▶ [Extracted data entries]
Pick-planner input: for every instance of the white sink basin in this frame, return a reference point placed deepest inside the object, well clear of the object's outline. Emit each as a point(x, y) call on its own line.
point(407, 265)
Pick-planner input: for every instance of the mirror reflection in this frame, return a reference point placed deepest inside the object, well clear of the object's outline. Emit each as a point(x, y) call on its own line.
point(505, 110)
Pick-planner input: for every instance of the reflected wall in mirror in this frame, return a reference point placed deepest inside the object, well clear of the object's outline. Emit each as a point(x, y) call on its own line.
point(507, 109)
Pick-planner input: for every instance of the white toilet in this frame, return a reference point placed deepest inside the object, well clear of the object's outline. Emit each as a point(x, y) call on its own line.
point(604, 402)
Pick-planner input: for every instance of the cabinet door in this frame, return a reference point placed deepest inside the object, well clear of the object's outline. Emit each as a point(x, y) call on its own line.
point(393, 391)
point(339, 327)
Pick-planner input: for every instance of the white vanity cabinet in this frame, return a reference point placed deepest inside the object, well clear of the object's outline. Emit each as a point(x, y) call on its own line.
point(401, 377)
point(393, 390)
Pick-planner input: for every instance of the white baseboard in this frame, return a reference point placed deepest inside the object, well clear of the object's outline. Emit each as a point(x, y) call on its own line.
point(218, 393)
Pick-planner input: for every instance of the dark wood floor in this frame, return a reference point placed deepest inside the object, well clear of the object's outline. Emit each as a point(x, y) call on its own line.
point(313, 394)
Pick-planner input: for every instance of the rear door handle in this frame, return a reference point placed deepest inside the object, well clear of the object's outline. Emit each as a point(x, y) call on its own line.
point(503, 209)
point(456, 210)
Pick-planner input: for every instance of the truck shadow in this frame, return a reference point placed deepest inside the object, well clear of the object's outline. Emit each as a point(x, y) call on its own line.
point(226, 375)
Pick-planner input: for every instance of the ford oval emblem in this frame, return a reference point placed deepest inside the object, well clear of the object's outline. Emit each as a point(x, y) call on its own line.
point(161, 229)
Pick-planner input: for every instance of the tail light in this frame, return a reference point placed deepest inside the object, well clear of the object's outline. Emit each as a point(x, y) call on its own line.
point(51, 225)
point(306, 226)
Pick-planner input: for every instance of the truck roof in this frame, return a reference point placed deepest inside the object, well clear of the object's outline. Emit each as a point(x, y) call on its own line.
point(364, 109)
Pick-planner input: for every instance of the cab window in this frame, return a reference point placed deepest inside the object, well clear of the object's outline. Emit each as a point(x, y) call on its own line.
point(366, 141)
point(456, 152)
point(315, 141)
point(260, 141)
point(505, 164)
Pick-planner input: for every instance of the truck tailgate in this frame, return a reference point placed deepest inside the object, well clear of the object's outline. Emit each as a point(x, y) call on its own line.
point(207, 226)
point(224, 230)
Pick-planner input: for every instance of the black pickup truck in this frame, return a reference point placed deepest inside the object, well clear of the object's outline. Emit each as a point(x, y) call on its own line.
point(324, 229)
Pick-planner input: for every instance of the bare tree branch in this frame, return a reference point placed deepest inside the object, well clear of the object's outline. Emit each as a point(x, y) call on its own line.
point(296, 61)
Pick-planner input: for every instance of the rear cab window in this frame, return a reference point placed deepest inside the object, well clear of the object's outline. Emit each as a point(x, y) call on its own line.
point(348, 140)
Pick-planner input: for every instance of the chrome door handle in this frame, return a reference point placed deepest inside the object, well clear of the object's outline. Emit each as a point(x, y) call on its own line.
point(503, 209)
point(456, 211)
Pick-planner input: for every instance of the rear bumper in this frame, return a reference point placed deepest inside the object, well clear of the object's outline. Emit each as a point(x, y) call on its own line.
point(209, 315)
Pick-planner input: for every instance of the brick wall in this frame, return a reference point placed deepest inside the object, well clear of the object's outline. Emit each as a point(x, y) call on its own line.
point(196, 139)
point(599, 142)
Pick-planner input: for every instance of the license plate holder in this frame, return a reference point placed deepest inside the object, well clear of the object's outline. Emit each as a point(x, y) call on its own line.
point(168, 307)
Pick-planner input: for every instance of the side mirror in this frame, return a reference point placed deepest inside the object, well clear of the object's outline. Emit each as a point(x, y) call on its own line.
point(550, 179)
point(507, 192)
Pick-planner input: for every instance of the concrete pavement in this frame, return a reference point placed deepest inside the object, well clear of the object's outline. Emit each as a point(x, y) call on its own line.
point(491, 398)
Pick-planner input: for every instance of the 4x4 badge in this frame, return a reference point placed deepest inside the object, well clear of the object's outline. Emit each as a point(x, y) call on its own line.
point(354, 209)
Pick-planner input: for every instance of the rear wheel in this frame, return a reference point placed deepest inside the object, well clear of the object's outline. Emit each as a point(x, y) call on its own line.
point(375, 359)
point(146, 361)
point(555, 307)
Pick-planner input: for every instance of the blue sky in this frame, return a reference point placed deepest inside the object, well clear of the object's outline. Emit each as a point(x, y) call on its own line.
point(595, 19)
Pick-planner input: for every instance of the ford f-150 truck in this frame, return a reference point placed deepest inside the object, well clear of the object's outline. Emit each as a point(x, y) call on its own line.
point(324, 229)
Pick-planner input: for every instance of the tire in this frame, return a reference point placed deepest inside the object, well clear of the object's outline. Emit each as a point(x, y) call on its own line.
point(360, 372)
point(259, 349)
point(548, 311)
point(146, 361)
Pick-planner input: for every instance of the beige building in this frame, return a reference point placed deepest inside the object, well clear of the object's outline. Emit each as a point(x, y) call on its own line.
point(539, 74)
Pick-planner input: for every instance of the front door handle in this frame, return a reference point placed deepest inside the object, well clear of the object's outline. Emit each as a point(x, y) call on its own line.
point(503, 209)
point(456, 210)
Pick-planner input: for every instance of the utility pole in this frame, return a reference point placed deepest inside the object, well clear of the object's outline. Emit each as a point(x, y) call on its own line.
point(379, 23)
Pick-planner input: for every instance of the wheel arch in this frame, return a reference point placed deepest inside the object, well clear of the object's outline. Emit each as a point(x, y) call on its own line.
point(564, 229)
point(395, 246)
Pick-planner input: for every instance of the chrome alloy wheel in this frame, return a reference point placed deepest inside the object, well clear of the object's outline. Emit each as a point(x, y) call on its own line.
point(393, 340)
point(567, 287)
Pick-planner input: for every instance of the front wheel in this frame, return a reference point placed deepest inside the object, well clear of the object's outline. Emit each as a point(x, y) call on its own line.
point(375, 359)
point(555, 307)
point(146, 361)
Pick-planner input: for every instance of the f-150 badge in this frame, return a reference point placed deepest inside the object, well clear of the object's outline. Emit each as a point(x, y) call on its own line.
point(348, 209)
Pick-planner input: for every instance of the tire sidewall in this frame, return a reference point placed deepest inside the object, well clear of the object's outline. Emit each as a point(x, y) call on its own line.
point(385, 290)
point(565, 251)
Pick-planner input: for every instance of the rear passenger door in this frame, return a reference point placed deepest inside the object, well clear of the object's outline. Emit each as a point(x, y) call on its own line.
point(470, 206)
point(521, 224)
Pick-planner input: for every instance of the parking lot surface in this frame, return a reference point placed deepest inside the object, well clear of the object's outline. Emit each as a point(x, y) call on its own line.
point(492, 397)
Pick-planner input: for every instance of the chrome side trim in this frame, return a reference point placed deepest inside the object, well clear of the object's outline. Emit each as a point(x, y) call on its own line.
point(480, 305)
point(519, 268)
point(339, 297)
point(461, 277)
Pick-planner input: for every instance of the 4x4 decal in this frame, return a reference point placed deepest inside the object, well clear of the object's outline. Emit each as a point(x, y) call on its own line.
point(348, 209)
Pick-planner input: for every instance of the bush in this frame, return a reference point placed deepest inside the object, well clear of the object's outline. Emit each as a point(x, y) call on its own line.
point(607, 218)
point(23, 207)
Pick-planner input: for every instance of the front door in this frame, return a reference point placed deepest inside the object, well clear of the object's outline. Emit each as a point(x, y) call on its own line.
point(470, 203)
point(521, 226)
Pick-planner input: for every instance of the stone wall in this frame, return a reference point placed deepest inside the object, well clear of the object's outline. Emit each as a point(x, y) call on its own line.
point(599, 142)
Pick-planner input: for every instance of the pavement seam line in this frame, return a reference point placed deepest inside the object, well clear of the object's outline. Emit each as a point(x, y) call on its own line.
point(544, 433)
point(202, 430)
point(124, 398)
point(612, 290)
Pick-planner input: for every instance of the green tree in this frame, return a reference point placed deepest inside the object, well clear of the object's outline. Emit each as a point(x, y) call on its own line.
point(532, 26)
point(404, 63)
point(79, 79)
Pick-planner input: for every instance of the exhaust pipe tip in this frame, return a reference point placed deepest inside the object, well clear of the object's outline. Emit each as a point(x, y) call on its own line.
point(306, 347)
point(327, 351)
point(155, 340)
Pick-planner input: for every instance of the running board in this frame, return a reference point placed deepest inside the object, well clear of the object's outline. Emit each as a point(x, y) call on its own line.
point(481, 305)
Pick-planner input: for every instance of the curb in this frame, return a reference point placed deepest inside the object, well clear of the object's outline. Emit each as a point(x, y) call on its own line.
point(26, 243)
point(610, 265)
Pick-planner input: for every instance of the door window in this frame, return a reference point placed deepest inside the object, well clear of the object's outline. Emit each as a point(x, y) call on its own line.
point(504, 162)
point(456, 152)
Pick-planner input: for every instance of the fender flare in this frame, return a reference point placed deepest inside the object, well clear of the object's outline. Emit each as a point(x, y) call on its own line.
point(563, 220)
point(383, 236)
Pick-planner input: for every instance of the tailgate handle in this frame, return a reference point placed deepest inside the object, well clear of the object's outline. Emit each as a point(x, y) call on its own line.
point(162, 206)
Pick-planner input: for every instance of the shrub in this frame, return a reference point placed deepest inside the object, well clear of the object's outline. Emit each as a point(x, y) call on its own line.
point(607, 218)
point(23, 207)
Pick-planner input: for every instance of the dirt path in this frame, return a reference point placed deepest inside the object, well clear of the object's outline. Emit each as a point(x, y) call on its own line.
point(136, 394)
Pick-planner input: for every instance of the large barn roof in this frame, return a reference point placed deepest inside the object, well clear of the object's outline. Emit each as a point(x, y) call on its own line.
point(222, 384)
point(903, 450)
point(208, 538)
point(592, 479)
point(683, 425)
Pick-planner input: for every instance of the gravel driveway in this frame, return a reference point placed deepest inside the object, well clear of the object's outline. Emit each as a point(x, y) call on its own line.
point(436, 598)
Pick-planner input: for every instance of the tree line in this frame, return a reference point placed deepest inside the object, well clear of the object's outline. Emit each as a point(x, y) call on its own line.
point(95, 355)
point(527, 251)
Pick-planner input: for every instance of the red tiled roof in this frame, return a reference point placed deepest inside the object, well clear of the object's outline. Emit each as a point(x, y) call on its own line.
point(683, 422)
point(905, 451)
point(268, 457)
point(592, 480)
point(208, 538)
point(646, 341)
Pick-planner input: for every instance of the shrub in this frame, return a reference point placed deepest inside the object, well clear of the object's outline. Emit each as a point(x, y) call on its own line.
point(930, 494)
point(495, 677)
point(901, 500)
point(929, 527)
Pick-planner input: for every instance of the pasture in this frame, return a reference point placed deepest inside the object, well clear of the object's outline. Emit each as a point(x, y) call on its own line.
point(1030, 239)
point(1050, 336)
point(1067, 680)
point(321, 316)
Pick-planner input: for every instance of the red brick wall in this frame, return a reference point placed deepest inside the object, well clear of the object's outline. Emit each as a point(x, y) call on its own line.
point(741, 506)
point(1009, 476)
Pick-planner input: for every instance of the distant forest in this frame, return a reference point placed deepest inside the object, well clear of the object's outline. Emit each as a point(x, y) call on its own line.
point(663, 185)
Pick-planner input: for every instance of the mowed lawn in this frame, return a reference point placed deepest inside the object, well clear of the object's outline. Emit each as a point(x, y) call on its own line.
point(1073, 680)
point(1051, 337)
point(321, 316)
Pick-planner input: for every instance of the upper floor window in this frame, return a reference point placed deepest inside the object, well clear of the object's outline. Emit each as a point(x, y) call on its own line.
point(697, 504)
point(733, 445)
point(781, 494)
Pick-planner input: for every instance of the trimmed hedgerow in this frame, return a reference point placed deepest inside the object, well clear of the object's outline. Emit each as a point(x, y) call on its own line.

▶ [YOUR OBJECTIVE] Reproduce the entries word for word, starting at the line containing "Pick-planner input: for every instance of the fender" and ending with the line containing "point(136, 394)", including both of those lines.

▶ [ANSWER TO THE EXERCISE]
Pick-planner input: for every instance of the fender flare in this frame, return a reference point placed deepest inside the object, well clear of the object's outline. Emit each as a point(x, y) call on its own line.
point(563, 220)
point(383, 236)
Pick-planner input: for every instance of the tailgate handle in this frame, return a reference point placed deepest inside the object, well clear of the object's outline. Emit each as a point(x, y) call on its own line.
point(162, 206)
Pick-planner input: for every instance of the shrub in this frame, return a reference point placed deepest inside the object, well clear of the object's outline. Emit each as a point(x, y) call on its own line.
point(607, 218)
point(23, 207)
Pick-planner input: for every instance of the dirt path in this frame, return a reference point placed deepest inside the object, well clear of the object's outline. Emit each as a point(x, y) call on its own line.
point(136, 394)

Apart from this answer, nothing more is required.